* Exercise aim
Please set down, word for word, the lines below, starting with the line that contains "Draw the outline of every instance of the blue" and going on through the final line.

* Provided records

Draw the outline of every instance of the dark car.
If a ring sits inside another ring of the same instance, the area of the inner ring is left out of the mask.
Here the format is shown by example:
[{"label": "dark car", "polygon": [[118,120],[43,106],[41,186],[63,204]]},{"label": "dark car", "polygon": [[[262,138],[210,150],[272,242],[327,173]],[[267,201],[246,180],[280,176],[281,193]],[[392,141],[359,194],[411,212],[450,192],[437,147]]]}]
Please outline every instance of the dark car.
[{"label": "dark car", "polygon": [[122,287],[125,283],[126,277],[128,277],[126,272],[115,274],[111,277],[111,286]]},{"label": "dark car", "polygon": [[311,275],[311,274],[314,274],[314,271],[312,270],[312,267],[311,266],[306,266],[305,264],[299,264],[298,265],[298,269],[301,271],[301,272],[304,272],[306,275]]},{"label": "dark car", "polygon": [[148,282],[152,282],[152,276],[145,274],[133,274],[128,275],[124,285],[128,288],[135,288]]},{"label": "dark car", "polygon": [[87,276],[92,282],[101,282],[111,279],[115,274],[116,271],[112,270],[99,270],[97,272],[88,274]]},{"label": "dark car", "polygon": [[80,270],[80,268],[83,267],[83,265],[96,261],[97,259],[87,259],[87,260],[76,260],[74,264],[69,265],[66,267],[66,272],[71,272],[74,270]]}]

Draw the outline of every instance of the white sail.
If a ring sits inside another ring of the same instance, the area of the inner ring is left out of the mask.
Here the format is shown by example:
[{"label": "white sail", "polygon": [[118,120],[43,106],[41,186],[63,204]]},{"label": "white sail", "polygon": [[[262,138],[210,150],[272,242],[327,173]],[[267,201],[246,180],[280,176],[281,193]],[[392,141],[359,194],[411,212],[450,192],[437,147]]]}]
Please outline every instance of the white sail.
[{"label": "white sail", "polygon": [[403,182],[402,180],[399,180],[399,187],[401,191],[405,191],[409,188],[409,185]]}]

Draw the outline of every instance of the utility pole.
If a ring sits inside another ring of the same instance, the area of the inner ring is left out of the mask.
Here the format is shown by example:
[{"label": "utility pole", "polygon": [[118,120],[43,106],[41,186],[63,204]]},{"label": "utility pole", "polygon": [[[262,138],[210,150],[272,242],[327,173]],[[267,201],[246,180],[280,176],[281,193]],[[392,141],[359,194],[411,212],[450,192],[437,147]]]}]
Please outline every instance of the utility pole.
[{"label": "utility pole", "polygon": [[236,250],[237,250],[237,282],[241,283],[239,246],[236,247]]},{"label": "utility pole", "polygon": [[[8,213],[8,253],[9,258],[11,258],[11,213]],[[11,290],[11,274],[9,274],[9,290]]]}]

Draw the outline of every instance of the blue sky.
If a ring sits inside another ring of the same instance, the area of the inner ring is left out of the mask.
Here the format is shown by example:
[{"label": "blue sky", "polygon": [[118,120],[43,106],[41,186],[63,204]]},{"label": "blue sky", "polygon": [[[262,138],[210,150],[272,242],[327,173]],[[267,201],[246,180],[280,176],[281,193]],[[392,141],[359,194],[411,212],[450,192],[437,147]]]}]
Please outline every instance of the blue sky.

* Solution to this exercise
Draw the outline of every instance of the blue sky.
If a ring sits inside another ring of the same instance, the area of the inner ring is left out of the mask.
Here the format is shown by example:
[{"label": "blue sky", "polygon": [[118,120],[43,106],[41,186],[63,204]]},{"label": "blue sky", "polygon": [[[262,138],[210,150],[272,242],[327,173]],[[267,201],[246,180],[280,176],[281,193]],[[392,141],[359,194],[411,212],[450,192],[437,147]]]}]
Please outline every instance of the blue sky.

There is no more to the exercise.